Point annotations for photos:
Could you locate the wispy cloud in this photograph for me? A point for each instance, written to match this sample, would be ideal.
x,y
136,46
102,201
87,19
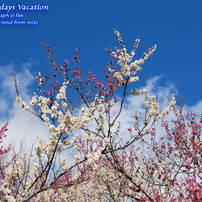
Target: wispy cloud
x,y
23,125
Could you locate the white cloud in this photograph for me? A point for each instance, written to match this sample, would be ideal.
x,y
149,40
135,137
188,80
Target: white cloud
x,y
23,125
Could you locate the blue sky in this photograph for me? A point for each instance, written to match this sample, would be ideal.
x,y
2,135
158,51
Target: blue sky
x,y
175,26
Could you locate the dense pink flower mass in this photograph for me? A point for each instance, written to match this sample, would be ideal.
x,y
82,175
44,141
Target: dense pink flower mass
x,y
86,157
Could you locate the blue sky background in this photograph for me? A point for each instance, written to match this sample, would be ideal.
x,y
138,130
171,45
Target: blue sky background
x,y
175,26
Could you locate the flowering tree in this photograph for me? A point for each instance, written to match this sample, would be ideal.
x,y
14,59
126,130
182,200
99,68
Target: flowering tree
x,y
83,125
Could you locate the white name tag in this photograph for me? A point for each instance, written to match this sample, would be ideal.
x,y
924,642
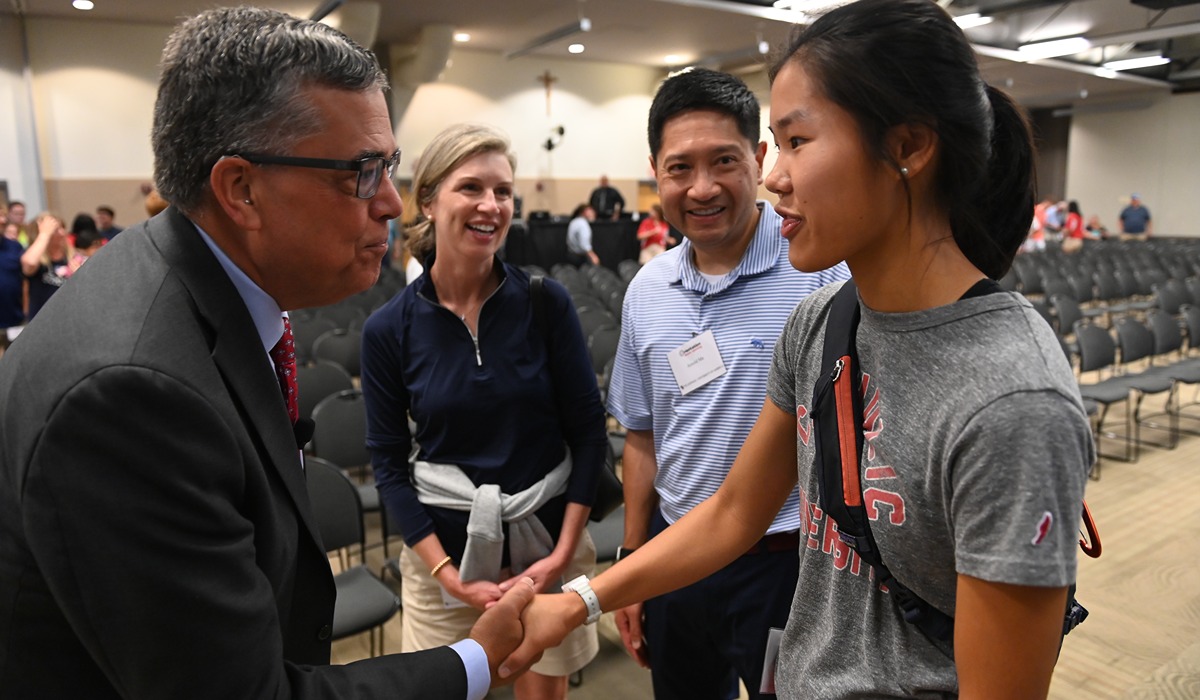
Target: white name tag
x,y
696,363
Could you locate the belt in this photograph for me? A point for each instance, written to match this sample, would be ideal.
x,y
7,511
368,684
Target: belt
x,y
779,542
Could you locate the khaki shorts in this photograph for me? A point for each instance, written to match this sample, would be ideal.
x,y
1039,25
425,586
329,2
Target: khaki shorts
x,y
427,623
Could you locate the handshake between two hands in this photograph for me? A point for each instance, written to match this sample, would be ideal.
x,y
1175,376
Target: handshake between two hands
x,y
519,627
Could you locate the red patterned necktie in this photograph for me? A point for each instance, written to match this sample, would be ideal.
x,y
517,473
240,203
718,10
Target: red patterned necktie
x,y
283,354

TASK PROMPT:
Everything from the line containing "Could you locate the blue sky in" to the last line of the listing above must be reproduced exactly, with no pictures included.

THE ANSWER:
Could you locate the blue sky in this photograph for me? A point for each instance, written to match this sample, would be ideal.
x,y
2,135
158,51
Target: blue sky
x,y
175,26
Could you locate the dense pink flower mass in this photograph for me? A point for each instance, written to match this sample, would be ideal.
x,y
82,175
44,141
Target: dense pink flower mass
x,y
86,157
Could you locate the blue sky background in this photograph for me? A point for each instance, written to match this sample, would be ideal.
x,y
138,130
171,45
Target: blue sky background
x,y
175,26
Could you locate the flowering tree in this photograph for me? A point for each instance, written to match this sample, would be ideal.
x,y
14,59
126,130
182,200
99,68
Target: flowering tree
x,y
83,125
Could you locate the white name tag in this photograph for me? A point for each instance, written to match this sample, would be ideal.
x,y
924,642
Target: white name tag
x,y
696,363
Could you locate the belt in this photograph for me? A point for each instance, written to match this sample, would be ideal.
x,y
7,511
368,684
Target: belt
x,y
779,542
Could you locate the khaki shorts in this photograph for me? A point for each instance, written to match this sample, would be ideal.
x,y
1039,25
425,586
329,2
Target: khaki shorts
x,y
427,623
Could you locate the handshake between two hands in this photograph for me? A point for each instance, written to match this sample, would be ideal.
x,y
1175,376
Target: handshake between two hands
x,y
519,627
Could you locate the red patterned necktie in this photograph for me? A point for each instance, written to match this sample, would be ideal.
x,y
517,473
240,203
718,10
Target: red patterned necktie
x,y
283,354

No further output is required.